**Exercise 1**
In the post by sparks in the Ixtapa forum thread, list every place name.
**Exercise 2**
Extend the Ixtapa forum thread from where it stops.

=== Text for analysis ===

# Ixtapa



## Gatos (Aug 16, 2016)

Need to put a few miles on the new Subaru so we decided on Ixtapa. Anyone have any (defensible) issues with us driving to Ixtapa via Acapulco - during daylight hours - from say Mexico City ? We will be staying at Las Brisas - any comments appreciated.


----------



## sparks (Jun 17, 2007)

I didn't drive into Ixtapa because everyone said it was all condos, expensive and for tourists. I did drive from Cuernavaca to the Acapulco bypass and up to Zihua. The tolls on that quota will kill you. Took a couple of turns around Zihua and couldn't find anyone I knew so hit the road up to Playa Azul. I live in a small town and even Zihua is too big for me but nice downtown.


----------



## Gatos (Aug 16, 2016)

=== Data records ===

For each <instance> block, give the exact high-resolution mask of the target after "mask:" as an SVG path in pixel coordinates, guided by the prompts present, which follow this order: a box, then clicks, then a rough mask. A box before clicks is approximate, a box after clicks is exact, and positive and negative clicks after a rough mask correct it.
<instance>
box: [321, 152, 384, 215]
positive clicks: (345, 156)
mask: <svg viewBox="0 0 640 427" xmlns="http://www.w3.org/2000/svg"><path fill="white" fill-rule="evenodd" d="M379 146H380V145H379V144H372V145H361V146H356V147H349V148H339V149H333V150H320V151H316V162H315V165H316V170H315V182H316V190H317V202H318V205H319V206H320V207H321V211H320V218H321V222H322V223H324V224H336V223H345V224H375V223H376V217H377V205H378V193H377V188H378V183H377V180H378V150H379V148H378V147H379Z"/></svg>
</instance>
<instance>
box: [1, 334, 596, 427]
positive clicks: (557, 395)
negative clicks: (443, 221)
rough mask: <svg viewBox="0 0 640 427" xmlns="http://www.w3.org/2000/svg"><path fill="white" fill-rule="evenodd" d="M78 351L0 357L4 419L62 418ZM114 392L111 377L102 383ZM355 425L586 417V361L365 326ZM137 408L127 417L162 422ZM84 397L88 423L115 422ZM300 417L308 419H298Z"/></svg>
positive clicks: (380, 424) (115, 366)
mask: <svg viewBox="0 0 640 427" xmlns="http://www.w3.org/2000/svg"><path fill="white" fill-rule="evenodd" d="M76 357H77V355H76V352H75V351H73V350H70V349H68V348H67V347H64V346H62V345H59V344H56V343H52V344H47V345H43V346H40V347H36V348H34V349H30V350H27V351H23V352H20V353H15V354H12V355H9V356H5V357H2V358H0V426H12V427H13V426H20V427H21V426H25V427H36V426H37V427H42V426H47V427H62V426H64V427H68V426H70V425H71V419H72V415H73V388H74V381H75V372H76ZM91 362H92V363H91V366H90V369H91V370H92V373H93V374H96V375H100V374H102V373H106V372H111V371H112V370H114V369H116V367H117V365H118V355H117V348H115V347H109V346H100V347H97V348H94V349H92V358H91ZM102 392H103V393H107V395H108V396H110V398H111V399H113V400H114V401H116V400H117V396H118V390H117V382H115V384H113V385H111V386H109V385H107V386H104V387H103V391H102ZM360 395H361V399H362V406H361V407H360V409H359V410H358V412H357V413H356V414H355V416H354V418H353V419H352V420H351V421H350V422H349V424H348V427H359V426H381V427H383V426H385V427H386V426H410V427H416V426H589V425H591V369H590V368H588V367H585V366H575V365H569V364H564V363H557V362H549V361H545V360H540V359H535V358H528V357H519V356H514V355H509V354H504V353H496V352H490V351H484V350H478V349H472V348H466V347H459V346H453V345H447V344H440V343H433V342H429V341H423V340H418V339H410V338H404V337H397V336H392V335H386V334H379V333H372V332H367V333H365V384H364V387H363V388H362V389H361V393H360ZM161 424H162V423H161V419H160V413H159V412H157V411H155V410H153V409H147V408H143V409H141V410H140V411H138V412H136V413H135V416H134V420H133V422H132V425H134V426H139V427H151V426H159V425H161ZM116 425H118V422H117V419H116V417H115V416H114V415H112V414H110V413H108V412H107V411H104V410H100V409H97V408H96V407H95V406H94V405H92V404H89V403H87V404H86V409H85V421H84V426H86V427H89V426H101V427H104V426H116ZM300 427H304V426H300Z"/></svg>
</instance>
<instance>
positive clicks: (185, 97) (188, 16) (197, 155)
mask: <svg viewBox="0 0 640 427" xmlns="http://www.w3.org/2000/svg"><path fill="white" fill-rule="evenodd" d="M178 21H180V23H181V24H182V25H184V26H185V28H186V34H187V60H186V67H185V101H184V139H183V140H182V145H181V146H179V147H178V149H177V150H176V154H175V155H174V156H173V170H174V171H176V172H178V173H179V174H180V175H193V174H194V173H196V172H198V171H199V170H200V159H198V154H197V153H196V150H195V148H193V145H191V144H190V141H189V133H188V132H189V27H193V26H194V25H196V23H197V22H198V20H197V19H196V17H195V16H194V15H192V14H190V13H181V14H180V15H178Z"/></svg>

===

**Exercise answer 1**
Ixtapa, Cuernavaca, the Acapulco bypass, Zihua, Playa Azul

**Exercise answer 2**
Thanks - there are a lot of places we could have gone to but I really don't want to get on a plane. Ixtapa will be about a 7 hour drive for us. We've never been there. Not to cry into our beer but we have had a tough few months and this is just a 3-4 day getaway where my wife doesn't have to do anything (nor me). We really don't care about the cost. We booked 'all-inclusive' (which I'll let you know about). If we eat half our meals out anyway that is fine with us. I just want to sit with my feet in the sand and drink margaritas.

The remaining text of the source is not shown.